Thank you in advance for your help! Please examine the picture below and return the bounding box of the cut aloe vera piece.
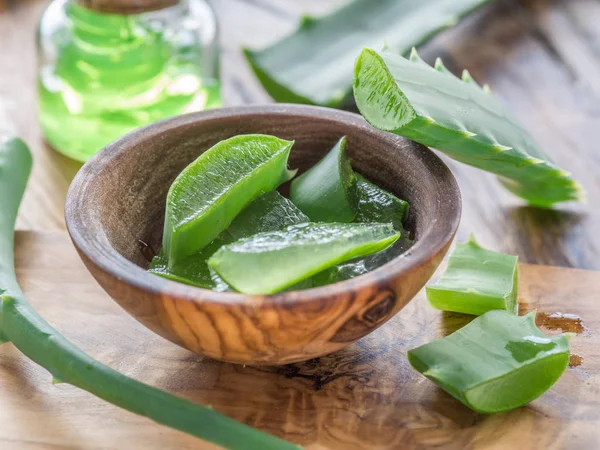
[149,244,222,289]
[209,223,399,295]
[312,229,413,287]
[290,137,355,222]
[427,236,518,315]
[162,135,296,265]
[313,175,412,286]
[244,0,490,107]
[354,49,583,207]
[151,191,308,290]
[351,174,408,228]
[226,190,309,241]
[408,310,572,414]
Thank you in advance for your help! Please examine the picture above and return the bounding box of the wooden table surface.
[1,0,600,448]
[2,232,599,450]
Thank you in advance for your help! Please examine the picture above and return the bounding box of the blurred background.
[1,0,598,269]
_ _ _ _
TASK INSTRUCTIONS:
Please give back only the lines starting with the one that contains "wooden table surface." and ending with the last line of the listing, retyped exactly.

WORKED SOLUTION:
Thank you in advance for your help! Please examine the picture above and return the bounding box of the wooden table surface.
[1,0,600,448]
[2,232,599,450]
Thank you in advance for your help! Please examine the picture above and return the bounding box of the blurred background.
[1,0,598,269]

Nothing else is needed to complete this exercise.